----- Passage to read -----

Website: https://www.focusvision.com

[00:02]

I’m Jamin Brazil, and you’re listening to the Happy Market Research Podcast.  We are live today at the NEXT Conference in Chicago. I have the wonderful Zoё with Focus Vision.  Zoё, how are you?   

[00:16]    

I’m great, thank you.  How are you doing?  

[00:17]

I’m good.  When did you get in?

[00:19]

Late last night, later last night.    

[00:22]

Oh, OK.  Kind of late.

[00:23] 

Kind of late.

[00:24]

Kind of late.  So, have you been to the NEXT Conference before?

[00:27] 

Do you know I have not.  And I’m actually really excited to...  It feels like the agenda is a little bit different.  There’s a lot more focus on nuts and bolts. I’m speaking here with Ted Saunders and Roddy Knowles on Mobilize Me, which is research on research.  You don’t see that at conferences these days. Why not? This is important. And so, real excited because there’s other presentations like that as well.    

[00:52]  

Yeah, totally.  You know it’s funny there’s an adjacent industry which is analyzing credit card transactions.  It’s a big, big, big space predominantly sold actually, sold into venture and PE and Wall Street firms so they can analyze like when there’s an issue with Chipotle, what its actual credit card transactions trending towards exactly.  What they’re doing is they release a bunch of research on research. And they’re constantly being quoted in Wall Street Journal, etc. It just truly amazes me that we, as researchers who have billions of transactions (not monetary), we don’t do a better job talking about that kind of stuff.

----- Data block -----

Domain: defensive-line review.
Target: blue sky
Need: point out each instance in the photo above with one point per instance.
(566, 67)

-----

#### Tasks to carry out
a – Copy out the stretch of the podcast transcript from "Oh, OK.  Kind" through "that as well.", word for word.
b – Answer these questions from the podcast transcript above:
(i) In which city is the NEXT Conference being held?
(ii) Who are the two people named as co-presenters on Mobilize Me?
(iii) Which newspaper is mentioned as often quoting the credit card analysis firms?
c – Based on the podcast transcript, mark each statement yes or no, quoting the words that decide it:
(i) The guest has attended the NEXT Conference before.
(ii) Mobilize Me is described as research on research.
(iii) The podcast episode is recorded in New York.

#### Solutions to the tasks
a –
Oh, OK.  Kind of late.

[00:23] 

Kind of late.

[00:24]

Kind of late.  So, have you been to the NEXT Conference before?

[00:27] 

Do you know I have not.  And I’m actually really excited to...  It feels like the agenda is a little bit different.  There’s a lot more focus on nuts and bolts. I’m speaking here with Ted Saunders and Roddy Knowles on Mobilize Me, which is research on research.  You don’t see that at conferences these days. Why not? This is important. And so, real excited because there’s other presentations like that as well.

b –
(i) Chicago
(ii) Ted Saunders and Roddy Knowles
(iii) The Wall Street Journal

c –
(i) No: "So, have you been to the NEXT Conference before?" is answered with "Do you know I have not."
(ii) Yes: "on Mobilize Me, which is research on research."
(iii) No: "We are live today at the NEXT Conference in Chicago."